* [Saved entries]
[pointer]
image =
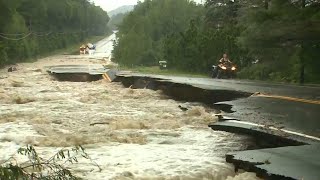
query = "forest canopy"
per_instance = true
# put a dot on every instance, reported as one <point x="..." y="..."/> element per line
<point x="29" y="28"/>
<point x="283" y="36"/>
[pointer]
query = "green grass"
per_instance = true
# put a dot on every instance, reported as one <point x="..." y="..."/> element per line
<point x="157" y="71"/>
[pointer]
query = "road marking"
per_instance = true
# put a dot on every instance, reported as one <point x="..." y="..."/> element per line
<point x="289" y="98"/>
<point x="276" y="129"/>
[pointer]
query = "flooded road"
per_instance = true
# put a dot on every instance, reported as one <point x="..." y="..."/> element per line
<point x="129" y="133"/>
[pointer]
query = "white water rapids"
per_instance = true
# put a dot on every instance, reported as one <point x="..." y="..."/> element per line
<point x="144" y="135"/>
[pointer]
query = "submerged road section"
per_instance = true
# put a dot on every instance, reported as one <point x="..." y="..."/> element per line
<point x="291" y="107"/>
<point x="282" y="118"/>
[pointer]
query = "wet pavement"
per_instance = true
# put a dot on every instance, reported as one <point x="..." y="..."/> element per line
<point x="129" y="133"/>
<point x="291" y="107"/>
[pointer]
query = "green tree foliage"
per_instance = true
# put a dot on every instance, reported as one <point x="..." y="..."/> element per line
<point x="116" y="20"/>
<point x="32" y="27"/>
<point x="37" y="167"/>
<point x="143" y="31"/>
<point x="283" y="35"/>
<point x="287" y="33"/>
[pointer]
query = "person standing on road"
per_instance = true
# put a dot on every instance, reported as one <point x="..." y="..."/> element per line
<point x="224" y="59"/>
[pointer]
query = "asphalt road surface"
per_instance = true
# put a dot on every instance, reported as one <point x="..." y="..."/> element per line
<point x="292" y="107"/>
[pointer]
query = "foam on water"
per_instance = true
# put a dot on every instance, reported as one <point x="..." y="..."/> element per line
<point x="131" y="134"/>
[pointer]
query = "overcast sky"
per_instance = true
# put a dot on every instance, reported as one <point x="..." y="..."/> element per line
<point x="108" y="5"/>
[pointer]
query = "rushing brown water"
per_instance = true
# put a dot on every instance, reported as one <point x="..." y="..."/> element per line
<point x="140" y="134"/>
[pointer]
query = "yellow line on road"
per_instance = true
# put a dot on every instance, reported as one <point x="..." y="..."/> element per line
<point x="289" y="98"/>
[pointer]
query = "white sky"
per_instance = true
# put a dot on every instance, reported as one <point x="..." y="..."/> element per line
<point x="108" y="5"/>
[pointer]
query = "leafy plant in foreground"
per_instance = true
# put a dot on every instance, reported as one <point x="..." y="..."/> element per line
<point x="39" y="168"/>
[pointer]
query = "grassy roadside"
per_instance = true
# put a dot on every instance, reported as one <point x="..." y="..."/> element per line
<point x="157" y="71"/>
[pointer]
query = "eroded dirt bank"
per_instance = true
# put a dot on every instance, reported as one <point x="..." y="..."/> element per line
<point x="130" y="133"/>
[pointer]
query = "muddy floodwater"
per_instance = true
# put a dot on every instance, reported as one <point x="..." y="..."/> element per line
<point x="130" y="133"/>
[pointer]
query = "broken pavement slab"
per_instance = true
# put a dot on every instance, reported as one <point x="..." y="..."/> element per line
<point x="286" y="154"/>
<point x="80" y="73"/>
<point x="292" y="162"/>
<point x="91" y="69"/>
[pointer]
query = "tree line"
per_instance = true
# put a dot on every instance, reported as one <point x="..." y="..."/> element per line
<point x="268" y="39"/>
<point x="29" y="28"/>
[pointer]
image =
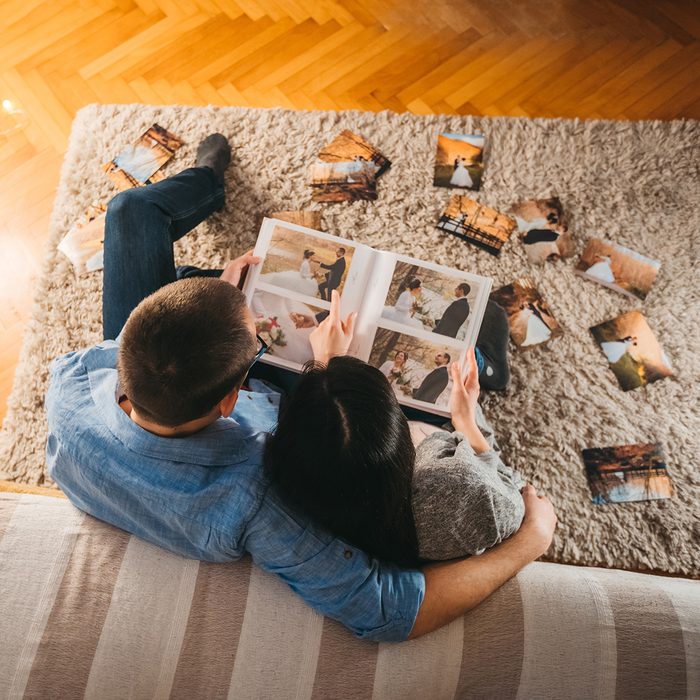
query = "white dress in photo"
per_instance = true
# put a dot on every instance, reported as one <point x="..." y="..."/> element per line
<point x="298" y="348"/>
<point x="537" y="330"/>
<point x="301" y="281"/>
<point x="602" y="271"/>
<point x="401" y="311"/>
<point x="615" y="349"/>
<point x="460" y="177"/>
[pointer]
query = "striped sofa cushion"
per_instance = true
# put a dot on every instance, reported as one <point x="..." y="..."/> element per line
<point x="88" y="611"/>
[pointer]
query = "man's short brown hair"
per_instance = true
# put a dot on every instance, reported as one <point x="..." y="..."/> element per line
<point x="184" y="348"/>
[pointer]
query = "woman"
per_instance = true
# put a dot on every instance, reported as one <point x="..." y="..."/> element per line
<point x="402" y="311"/>
<point x="302" y="281"/>
<point x="395" y="370"/>
<point x="460" y="176"/>
<point x="602" y="270"/>
<point x="342" y="453"/>
<point x="534" y="329"/>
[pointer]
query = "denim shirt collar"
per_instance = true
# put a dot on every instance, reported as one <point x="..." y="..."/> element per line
<point x="222" y="443"/>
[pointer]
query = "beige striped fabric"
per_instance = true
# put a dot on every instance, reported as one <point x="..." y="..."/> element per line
<point x="86" y="610"/>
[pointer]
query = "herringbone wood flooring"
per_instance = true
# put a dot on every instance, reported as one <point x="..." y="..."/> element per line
<point x="618" y="59"/>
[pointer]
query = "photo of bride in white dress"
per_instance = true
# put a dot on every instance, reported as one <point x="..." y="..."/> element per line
<point x="530" y="320"/>
<point x="461" y="177"/>
<point x="285" y="325"/>
<point x="602" y="270"/>
<point x="405" y="307"/>
<point x="302" y="280"/>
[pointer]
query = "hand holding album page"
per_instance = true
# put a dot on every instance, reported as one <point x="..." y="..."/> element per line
<point x="414" y="317"/>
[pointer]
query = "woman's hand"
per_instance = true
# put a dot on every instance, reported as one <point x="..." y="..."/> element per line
<point x="465" y="393"/>
<point x="235" y="271"/>
<point x="333" y="335"/>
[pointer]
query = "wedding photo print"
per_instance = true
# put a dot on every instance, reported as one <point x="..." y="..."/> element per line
<point x="529" y="317"/>
<point x="430" y="300"/>
<point x="285" y="325"/>
<point x="306" y="264"/>
<point x="459" y="161"/>
<point x="631" y="348"/>
<point x="416" y="369"/>
<point x="618" y="268"/>
<point x="627" y="473"/>
<point x="476" y="223"/>
<point x="346" y="170"/>
<point x="138" y="163"/>
<point x="544" y="229"/>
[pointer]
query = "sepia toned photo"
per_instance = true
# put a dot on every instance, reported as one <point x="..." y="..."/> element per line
<point x="285" y="325"/>
<point x="543" y="226"/>
<point x="618" y="268"/>
<point x="306" y="264"/>
<point x="459" y="161"/>
<point x="530" y="320"/>
<point x="476" y="223"/>
<point x="139" y="162"/>
<point x="301" y="217"/>
<point x="627" y="473"/>
<point x="346" y="170"/>
<point x="430" y="300"/>
<point x="631" y="348"/>
<point x="416" y="369"/>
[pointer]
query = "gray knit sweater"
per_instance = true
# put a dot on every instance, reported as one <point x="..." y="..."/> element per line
<point x="463" y="502"/>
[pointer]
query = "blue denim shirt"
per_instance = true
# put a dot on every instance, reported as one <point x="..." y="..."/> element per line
<point x="205" y="496"/>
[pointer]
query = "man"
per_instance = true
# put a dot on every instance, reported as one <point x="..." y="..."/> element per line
<point x="334" y="275"/>
<point x="434" y="383"/>
<point x="156" y="434"/>
<point x="455" y="314"/>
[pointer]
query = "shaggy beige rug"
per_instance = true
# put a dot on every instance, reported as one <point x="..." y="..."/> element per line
<point x="634" y="183"/>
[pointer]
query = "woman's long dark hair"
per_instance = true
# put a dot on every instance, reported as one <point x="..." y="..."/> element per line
<point x="342" y="453"/>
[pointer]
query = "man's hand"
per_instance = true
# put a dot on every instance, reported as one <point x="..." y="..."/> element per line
<point x="333" y="335"/>
<point x="235" y="271"/>
<point x="539" y="522"/>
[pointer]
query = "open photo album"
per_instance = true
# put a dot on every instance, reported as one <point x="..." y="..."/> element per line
<point x="414" y="317"/>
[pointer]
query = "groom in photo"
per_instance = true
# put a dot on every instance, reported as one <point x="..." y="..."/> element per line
<point x="333" y="276"/>
<point x="435" y="382"/>
<point x="455" y="314"/>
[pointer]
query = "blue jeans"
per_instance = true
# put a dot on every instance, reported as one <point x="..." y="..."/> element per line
<point x="141" y="226"/>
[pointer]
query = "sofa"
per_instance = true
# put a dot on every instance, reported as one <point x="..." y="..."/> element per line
<point x="87" y="610"/>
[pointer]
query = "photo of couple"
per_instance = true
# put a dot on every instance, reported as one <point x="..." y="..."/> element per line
<point x="432" y="301"/>
<point x="138" y="164"/>
<point x="544" y="229"/>
<point x="285" y="325"/>
<point x="305" y="264"/>
<point x="530" y="320"/>
<point x="627" y="473"/>
<point x="631" y="348"/>
<point x="618" y="268"/>
<point x="415" y="368"/>
<point x="459" y="161"/>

* [PROBLEM]
Report each line in the preceding entries that holds the string "album".

* [REPLY]
query = "hand holding album page"
query = "open photo album"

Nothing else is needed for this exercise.